> _PROBLEM DETAILS_:
All of the records listed below should be retyped exactly.
• • • • •
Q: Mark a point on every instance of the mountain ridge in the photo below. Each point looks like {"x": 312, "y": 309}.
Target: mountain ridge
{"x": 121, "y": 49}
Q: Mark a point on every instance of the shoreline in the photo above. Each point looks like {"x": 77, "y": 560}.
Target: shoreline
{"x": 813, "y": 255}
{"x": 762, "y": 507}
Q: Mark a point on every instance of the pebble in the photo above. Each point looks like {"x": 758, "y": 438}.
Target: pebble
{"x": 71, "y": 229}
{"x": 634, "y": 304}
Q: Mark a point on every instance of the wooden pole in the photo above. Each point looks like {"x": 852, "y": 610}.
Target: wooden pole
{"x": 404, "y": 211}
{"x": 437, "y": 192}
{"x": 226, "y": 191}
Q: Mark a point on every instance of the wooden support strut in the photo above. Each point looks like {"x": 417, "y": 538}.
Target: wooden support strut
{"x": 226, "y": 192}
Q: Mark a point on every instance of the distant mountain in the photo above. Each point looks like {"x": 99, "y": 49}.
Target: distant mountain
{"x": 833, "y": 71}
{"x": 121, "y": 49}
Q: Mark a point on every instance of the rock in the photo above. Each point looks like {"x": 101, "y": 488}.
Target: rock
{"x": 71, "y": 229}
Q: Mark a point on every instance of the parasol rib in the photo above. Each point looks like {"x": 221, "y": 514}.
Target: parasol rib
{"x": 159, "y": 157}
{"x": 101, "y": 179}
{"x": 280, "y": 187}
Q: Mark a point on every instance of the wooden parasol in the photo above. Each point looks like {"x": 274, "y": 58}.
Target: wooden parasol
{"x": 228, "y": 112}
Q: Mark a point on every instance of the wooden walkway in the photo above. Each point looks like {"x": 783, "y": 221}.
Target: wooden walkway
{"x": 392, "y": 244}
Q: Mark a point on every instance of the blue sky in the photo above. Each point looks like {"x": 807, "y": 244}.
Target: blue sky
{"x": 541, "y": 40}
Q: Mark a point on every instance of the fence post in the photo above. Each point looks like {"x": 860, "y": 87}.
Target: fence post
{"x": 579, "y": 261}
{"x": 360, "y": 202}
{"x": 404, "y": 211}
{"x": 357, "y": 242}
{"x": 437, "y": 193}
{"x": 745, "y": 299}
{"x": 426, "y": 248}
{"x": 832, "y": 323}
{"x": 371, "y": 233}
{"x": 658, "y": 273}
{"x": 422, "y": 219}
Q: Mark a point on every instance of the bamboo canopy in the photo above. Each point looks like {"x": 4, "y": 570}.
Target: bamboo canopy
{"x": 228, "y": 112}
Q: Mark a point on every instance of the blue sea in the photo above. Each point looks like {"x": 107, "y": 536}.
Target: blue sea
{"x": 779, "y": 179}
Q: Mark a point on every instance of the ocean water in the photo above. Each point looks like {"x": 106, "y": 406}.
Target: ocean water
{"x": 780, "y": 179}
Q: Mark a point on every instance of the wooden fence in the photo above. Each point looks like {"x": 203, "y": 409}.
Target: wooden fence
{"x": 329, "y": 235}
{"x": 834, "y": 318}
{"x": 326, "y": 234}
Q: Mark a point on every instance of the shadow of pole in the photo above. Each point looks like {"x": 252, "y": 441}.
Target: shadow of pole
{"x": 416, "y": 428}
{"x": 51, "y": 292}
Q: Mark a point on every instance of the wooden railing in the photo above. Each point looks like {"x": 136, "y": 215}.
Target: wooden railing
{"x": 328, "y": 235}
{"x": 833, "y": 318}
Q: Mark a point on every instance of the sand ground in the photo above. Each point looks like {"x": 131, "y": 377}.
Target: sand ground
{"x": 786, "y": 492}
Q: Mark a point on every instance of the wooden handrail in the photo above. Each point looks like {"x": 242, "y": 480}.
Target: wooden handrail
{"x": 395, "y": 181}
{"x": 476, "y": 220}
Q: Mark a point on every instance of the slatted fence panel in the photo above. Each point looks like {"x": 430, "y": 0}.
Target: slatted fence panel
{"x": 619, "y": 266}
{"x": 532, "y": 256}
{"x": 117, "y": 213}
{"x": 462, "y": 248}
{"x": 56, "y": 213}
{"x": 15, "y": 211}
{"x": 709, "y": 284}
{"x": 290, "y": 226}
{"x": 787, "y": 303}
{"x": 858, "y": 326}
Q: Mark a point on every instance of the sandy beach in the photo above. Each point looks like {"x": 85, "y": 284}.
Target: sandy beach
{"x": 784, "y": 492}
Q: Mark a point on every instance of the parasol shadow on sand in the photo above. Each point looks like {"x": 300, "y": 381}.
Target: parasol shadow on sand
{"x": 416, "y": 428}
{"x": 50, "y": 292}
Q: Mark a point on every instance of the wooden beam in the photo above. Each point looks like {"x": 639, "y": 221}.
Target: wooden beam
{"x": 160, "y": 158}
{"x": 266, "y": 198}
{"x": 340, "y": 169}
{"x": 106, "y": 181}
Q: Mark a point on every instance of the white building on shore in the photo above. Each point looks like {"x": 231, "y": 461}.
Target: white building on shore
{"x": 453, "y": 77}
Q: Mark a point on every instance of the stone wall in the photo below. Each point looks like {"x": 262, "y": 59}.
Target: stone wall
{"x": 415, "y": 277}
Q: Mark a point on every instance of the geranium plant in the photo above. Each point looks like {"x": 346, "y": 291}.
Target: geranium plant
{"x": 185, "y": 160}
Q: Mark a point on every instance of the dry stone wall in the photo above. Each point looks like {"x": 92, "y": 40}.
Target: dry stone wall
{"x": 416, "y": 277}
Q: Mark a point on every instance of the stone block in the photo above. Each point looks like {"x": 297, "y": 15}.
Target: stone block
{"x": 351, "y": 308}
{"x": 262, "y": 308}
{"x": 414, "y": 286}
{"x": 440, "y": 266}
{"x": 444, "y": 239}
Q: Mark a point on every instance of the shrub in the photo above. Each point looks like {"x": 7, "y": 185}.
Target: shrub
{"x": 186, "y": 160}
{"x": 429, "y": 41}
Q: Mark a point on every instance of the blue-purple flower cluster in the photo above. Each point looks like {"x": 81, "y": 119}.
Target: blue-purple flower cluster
• • • • •
> _SOLUTION TO THIS PROBLEM_:
Q: Mark a point on every instance of the mountain ridge in the photo below. Each point looks like {"x": 312, "y": 309}.
Target: mountain ridge
{"x": 121, "y": 49}
Q: Mark a point on every instance of the shoreline in the photo above. Each point looks like {"x": 77, "y": 560}.
Target: shoreline
{"x": 813, "y": 255}
{"x": 762, "y": 507}
Q: Mark a point on every instance of the pebble in the photo above. Each point looks like {"x": 758, "y": 438}.
Target: pebble
{"x": 71, "y": 229}
{"x": 634, "y": 304}
Q: Mark a point on every instance of the wooden pole in the photo above. Each point looks like {"x": 852, "y": 610}.
Target: wooden pole
{"x": 404, "y": 211}
{"x": 437, "y": 192}
{"x": 226, "y": 191}
Q: Mark a point on every instance of the wooden support strut in the photo above. Each point looks like {"x": 417, "y": 538}.
Target: wooden support strut
{"x": 226, "y": 192}
Q: Mark a point on every instance of the distant mountain in the photo above. Each point looks like {"x": 99, "y": 49}.
Target: distant mountain
{"x": 833, "y": 71}
{"x": 121, "y": 49}
Q: Mark a point on every instance of the rock in the photo above. Each point looks like {"x": 101, "y": 488}.
Target: rock
{"x": 71, "y": 229}
Q: Mark a point on every instance of the parasol rib in the photo above. Each point looks like {"x": 221, "y": 514}.
Target: parasol rib
{"x": 159, "y": 157}
{"x": 101, "y": 179}
{"x": 280, "y": 187}
Q: Mark a point on every instance of the wooden parasol in the photo above. Each point looks like {"x": 274, "y": 58}.
Target: wooden parasol
{"x": 228, "y": 112}
Q: Mark a point on every instance of the wooden walkway in the photo above. Each point looks like {"x": 783, "y": 221}.
Target: wooden walkway
{"x": 392, "y": 244}
Q: Mark a point on every instance of the blue sky in the photo above. Each point looks like {"x": 807, "y": 244}.
Target: blue sky
{"x": 541, "y": 40}
Q: Mark a point on every instance of the fence post in the photo above. Each point looks like {"x": 860, "y": 87}.
Target: fence post
{"x": 579, "y": 261}
{"x": 360, "y": 202}
{"x": 404, "y": 211}
{"x": 357, "y": 242}
{"x": 437, "y": 193}
{"x": 745, "y": 299}
{"x": 426, "y": 248}
{"x": 832, "y": 323}
{"x": 371, "y": 233}
{"x": 658, "y": 273}
{"x": 422, "y": 219}
Q: Mark a point on every instance of the bamboo canopy in the photo above. Each point looks like {"x": 4, "y": 570}.
Target: bamboo canopy
{"x": 228, "y": 112}
Q: Mark a point on every instance of the blue sea in the photo above. Each point looks like {"x": 107, "y": 536}.
Target: blue sea
{"x": 779, "y": 179}
Q: Mark a point on every instance of the ocean water in the photo above. Each point looks like {"x": 106, "y": 406}.
Target: ocean water
{"x": 780, "y": 179}
Q: Mark a point on every instance of the wooden fence in the photo above. Each point looks like {"x": 203, "y": 409}.
Target: wooden fence
{"x": 329, "y": 235}
{"x": 834, "y": 318}
{"x": 326, "y": 234}
Q: Mark a point on every instance of the shadow of pole in the photo above. Each point looks like {"x": 252, "y": 441}.
Target: shadow of pole
{"x": 416, "y": 428}
{"x": 51, "y": 292}
Q: Mark a point on every instance of the wooden railing in the photo above. Each point looks like {"x": 136, "y": 215}.
Target: wooden railing
{"x": 328, "y": 235}
{"x": 833, "y": 318}
Q: Mark a point on every instance of the sand ground in the photo above. Each point looks like {"x": 131, "y": 377}.
Target: sand ground
{"x": 786, "y": 492}
Q: Mark a point on every instance of the wooden handrail in the photo above. Each point looks like {"x": 242, "y": 480}.
Target: wooden handrail
{"x": 395, "y": 181}
{"x": 476, "y": 220}
Q: Mark a point on every instance of the slatted fence panel in the photo above. Each point looks like {"x": 430, "y": 0}.
Target: slatted fence panel
{"x": 619, "y": 266}
{"x": 532, "y": 256}
{"x": 117, "y": 213}
{"x": 462, "y": 248}
{"x": 56, "y": 213}
{"x": 15, "y": 211}
{"x": 709, "y": 284}
{"x": 290, "y": 226}
{"x": 787, "y": 303}
{"x": 858, "y": 326}
Q: Mark a point on every instance of the sandy beach in the photo above. Each point looks like {"x": 85, "y": 284}.
Target: sandy beach
{"x": 784, "y": 492}
Q: Mark a point on every instance of the parasol shadow on sand in the photo above. Each point looks like {"x": 300, "y": 381}.
Target: parasol shadow on sand
{"x": 416, "y": 428}
{"x": 50, "y": 292}
Q: Mark a point on every instance of the wooden beam in the photo above. Each point looks like {"x": 639, "y": 221}.
Target: wooden beam
{"x": 160, "y": 158}
{"x": 266, "y": 198}
{"x": 340, "y": 169}
{"x": 106, "y": 181}
Q: Mark a point on every instance of the white building on shore in the photo above. Each point looks like {"x": 231, "y": 461}.
Target: white building on shore
{"x": 453, "y": 77}
Q: Mark a point on every instance of the stone wall in the photo below. Each point looks like {"x": 262, "y": 59}.
Target: stone wall
{"x": 415, "y": 277}
Q: Mark a point on every instance of the geranium plant in the photo above. Each point looks like {"x": 346, "y": 291}.
Target: geranium plant
{"x": 185, "y": 160}
Q: Mark a point on every instance of the dry stone wall in the photo above. Each point looks like {"x": 92, "y": 40}.
Target: dry stone wall
{"x": 416, "y": 277}
Q: Mark a point on every instance of the stone block in the photo above. Each point looks like {"x": 297, "y": 15}.
Target: stone block
{"x": 351, "y": 308}
{"x": 262, "y": 308}
{"x": 414, "y": 286}
{"x": 440, "y": 266}
{"x": 444, "y": 239}
Q: Mark a point on every instance of the shrub in the photo above. Each point looks like {"x": 7, "y": 185}.
Target: shrub
{"x": 186, "y": 160}
{"x": 429, "y": 41}
Q: Mark a point on every instance of the blue-purple flower cluster in the photo above. Each point looks like {"x": 81, "y": 119}.
Target: blue-purple flower cluster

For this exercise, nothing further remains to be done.